## CHALLENGE
Return, without any change, the lines of the records from the line containing "the desert shrub?" to the line containing "POLYGON ((364 48, 357", including both of those lines.

## STORED RECORDS
━━━
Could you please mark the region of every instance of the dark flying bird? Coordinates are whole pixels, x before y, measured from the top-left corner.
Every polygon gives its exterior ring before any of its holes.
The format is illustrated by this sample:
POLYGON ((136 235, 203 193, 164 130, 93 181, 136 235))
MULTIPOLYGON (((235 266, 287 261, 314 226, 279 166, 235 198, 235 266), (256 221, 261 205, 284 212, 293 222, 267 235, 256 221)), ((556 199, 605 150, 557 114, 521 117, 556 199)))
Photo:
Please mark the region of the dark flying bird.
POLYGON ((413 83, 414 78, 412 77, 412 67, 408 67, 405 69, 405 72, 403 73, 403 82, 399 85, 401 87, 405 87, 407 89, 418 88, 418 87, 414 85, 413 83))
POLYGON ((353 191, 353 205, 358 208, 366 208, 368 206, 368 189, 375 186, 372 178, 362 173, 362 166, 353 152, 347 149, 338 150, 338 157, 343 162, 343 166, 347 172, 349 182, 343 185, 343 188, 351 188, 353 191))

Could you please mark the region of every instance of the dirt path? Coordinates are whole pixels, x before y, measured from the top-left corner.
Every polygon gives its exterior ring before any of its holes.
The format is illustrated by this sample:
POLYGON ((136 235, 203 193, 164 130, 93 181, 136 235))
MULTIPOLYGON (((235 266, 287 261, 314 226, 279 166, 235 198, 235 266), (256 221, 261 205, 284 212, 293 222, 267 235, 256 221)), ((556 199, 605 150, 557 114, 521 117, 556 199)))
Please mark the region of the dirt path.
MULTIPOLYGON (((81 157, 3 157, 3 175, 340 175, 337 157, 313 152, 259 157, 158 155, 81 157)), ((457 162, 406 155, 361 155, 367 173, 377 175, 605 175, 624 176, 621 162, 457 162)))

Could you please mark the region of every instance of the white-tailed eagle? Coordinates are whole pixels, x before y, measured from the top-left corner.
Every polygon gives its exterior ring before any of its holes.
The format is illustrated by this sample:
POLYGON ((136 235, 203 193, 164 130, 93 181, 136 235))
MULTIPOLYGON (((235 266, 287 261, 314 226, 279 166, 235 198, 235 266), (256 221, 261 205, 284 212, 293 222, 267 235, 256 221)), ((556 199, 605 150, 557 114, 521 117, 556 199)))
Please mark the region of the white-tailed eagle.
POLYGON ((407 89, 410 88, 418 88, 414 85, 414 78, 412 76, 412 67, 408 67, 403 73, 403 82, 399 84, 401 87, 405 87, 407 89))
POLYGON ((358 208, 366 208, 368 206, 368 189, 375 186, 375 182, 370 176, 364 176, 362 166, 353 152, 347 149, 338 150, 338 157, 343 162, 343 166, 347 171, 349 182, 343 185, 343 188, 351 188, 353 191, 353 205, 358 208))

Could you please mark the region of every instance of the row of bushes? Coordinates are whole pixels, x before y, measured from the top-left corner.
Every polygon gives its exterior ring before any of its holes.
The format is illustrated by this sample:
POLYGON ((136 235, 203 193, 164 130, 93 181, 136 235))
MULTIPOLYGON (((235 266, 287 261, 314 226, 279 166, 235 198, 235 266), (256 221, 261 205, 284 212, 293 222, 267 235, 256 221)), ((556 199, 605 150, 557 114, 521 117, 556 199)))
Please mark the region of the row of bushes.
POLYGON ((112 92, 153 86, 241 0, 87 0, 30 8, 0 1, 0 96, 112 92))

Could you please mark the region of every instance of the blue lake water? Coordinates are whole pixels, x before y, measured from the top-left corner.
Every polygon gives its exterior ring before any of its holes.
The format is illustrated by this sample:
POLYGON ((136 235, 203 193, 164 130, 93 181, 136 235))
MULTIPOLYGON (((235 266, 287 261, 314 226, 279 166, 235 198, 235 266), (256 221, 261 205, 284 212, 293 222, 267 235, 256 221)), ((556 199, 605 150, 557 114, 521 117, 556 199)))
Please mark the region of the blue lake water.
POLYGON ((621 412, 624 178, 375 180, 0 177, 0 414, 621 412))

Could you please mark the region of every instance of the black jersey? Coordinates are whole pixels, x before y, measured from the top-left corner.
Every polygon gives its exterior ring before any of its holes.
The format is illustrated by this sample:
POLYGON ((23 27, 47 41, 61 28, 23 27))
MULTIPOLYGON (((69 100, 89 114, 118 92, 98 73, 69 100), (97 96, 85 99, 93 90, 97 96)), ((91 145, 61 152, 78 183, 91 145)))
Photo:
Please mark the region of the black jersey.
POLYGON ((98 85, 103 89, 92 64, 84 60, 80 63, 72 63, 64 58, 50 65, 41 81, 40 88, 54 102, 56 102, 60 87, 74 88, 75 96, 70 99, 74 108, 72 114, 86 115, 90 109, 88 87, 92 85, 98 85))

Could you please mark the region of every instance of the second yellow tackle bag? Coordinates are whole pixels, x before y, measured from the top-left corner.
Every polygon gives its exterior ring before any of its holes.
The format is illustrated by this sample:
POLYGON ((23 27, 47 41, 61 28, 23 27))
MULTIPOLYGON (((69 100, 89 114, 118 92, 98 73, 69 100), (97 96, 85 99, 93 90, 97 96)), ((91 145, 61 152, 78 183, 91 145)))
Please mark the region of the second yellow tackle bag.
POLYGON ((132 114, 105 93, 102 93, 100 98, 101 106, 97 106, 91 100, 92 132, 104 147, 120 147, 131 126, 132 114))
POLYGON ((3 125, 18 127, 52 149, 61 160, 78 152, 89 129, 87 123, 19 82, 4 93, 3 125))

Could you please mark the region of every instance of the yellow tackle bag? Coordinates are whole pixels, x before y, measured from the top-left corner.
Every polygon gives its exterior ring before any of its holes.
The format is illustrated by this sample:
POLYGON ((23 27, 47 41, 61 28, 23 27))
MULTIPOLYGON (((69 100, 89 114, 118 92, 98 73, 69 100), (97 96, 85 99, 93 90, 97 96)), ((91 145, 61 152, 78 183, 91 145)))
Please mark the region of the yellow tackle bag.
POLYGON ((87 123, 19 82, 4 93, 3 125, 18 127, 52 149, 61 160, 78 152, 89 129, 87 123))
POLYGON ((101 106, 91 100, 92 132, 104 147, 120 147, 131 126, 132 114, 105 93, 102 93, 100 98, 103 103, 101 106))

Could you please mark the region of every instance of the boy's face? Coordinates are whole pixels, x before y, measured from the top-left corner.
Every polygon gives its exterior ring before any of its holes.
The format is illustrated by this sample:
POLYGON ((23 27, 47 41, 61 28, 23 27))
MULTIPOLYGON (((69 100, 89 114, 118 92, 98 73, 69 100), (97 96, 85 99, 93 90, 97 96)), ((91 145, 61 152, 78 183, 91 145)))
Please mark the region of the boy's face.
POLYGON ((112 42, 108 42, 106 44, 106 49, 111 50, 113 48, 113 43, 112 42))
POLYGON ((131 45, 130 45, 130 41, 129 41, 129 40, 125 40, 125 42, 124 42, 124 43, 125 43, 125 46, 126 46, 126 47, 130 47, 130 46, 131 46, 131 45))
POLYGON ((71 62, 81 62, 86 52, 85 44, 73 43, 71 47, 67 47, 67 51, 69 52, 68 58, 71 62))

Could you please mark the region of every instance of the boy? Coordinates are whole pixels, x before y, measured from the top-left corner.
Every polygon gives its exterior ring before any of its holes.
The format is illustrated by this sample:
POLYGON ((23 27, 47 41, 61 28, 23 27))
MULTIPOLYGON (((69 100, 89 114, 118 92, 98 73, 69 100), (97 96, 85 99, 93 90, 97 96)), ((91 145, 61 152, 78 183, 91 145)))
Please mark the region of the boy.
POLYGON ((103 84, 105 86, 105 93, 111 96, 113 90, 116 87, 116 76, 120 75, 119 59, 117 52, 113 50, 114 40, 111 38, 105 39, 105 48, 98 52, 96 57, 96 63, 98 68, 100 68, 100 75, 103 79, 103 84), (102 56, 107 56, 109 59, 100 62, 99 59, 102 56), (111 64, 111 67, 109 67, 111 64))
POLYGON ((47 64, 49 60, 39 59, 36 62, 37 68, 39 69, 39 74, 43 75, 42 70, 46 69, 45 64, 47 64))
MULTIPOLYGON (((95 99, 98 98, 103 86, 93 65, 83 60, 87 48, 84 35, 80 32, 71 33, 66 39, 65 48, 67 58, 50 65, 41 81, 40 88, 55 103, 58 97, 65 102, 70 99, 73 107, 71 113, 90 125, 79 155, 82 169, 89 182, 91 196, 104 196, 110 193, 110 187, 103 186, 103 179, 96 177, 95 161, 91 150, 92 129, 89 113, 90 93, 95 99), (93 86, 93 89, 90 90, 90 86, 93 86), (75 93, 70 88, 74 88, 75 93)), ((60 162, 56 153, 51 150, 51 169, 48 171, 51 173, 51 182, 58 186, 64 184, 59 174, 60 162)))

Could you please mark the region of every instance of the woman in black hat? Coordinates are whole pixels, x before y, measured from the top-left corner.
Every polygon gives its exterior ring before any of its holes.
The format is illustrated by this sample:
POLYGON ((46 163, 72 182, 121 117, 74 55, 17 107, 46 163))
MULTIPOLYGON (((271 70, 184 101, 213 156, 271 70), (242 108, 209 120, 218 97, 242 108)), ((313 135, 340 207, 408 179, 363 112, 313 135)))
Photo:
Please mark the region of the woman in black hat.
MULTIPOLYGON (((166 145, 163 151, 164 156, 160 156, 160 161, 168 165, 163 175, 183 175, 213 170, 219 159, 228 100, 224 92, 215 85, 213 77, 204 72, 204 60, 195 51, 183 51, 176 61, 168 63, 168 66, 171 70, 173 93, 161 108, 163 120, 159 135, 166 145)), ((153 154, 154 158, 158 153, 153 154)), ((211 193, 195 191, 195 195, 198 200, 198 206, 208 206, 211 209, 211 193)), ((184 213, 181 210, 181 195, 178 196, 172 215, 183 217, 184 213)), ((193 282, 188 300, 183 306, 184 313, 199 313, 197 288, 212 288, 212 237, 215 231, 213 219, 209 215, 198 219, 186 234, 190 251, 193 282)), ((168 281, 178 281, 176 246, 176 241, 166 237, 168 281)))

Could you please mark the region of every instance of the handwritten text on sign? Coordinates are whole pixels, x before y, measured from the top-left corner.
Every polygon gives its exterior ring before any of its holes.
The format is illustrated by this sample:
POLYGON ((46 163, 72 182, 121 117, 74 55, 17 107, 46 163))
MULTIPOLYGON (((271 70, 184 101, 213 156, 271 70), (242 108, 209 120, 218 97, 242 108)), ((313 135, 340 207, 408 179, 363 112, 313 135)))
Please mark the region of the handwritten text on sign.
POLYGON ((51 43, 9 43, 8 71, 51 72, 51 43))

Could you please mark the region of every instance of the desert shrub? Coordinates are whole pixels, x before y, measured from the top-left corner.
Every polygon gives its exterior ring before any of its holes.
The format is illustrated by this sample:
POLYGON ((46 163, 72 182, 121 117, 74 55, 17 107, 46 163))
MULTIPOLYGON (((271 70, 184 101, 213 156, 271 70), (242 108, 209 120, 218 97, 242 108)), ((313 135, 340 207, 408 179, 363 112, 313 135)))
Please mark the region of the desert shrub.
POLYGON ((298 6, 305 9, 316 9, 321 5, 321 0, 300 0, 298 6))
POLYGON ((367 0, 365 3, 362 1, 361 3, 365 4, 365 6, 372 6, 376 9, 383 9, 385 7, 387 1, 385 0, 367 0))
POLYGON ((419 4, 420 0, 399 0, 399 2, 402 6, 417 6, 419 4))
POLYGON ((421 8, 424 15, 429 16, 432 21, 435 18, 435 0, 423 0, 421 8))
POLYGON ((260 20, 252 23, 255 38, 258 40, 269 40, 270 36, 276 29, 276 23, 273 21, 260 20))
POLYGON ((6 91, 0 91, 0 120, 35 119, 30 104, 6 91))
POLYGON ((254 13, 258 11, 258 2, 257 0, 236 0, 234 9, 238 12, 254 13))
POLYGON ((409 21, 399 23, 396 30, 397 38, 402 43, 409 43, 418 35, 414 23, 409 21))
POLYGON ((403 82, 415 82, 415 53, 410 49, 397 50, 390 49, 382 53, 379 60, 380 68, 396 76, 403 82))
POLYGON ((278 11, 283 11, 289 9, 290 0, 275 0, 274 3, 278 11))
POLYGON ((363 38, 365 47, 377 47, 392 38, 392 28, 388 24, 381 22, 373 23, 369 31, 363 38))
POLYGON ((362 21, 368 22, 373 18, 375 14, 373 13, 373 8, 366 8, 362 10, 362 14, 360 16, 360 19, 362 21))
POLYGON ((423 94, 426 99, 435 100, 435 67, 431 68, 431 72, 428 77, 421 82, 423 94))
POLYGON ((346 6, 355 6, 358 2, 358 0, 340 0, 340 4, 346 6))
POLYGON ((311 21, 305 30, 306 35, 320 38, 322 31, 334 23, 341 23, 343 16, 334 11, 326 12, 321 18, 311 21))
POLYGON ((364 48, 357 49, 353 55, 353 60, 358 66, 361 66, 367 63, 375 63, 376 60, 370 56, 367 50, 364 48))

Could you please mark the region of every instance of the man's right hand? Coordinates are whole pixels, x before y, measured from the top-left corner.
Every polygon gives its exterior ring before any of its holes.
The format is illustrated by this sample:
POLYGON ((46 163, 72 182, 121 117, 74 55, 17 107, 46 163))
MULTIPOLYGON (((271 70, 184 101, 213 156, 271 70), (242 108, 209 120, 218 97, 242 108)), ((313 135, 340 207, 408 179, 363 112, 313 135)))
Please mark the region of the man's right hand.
━━━
## RESULT FOR THIS TASK
Could you please mark the region of every instance of the desert shrub? Coordinates are whole pixels, x before y, measured from the top-left corner.
Every polygon gives its exterior ring before any of its holes.
The format is illustrated by this sample:
POLYGON ((46 163, 72 182, 121 117, 74 55, 17 107, 46 163))
MULTIPOLYGON (((271 70, 184 101, 213 156, 271 70), (242 108, 209 120, 218 97, 242 108)), ((313 135, 340 207, 408 179, 363 112, 313 135)))
Please mark the region of the desert shrub.
POLYGON ((298 6, 305 9, 316 9, 321 5, 321 0, 300 0, 298 6))
POLYGON ((367 0, 365 3, 362 1, 361 3, 365 4, 365 6, 372 6, 376 9, 383 9, 385 7, 387 1, 385 0, 367 0))
POLYGON ((419 4, 420 0, 399 0, 399 2, 402 6, 417 6, 419 4))
POLYGON ((421 8, 424 15, 429 16, 432 21, 435 18, 435 0, 423 0, 421 8))
POLYGON ((260 20, 252 23, 255 38, 258 40, 269 40, 270 36, 276 29, 276 23, 273 21, 260 20))
POLYGON ((6 91, 0 91, 0 120, 35 119, 30 104, 6 91))
POLYGON ((254 13, 258 11, 258 2, 257 0, 236 0, 234 9, 238 12, 254 13))
POLYGON ((409 21, 399 23, 396 30, 397 38, 402 43, 409 43, 418 35, 414 23, 409 21))
POLYGON ((403 82, 415 82, 415 53, 410 49, 397 50, 390 49, 382 53, 379 60, 380 68, 396 76, 403 82))
POLYGON ((278 11, 283 11, 289 9, 290 0, 275 0, 274 3, 278 11))
POLYGON ((363 38, 365 47, 377 47, 392 38, 392 28, 388 24, 381 22, 373 23, 369 31, 363 38))
POLYGON ((362 21, 368 22, 373 18, 375 14, 373 13, 373 8, 366 8, 362 10, 362 14, 360 16, 360 19, 362 21))
POLYGON ((423 94, 426 99, 435 100, 435 67, 431 68, 431 72, 428 77, 421 82, 423 94))
POLYGON ((346 6, 355 6, 358 2, 358 0, 340 0, 340 4, 346 6))
POLYGON ((311 21, 305 30, 306 35, 320 38, 322 31, 334 23, 341 23, 343 16, 334 11, 326 12, 321 18, 311 21))
POLYGON ((364 48, 357 49, 353 55, 353 60, 358 66, 361 66, 367 63, 375 63, 376 60, 370 56, 367 50, 364 48))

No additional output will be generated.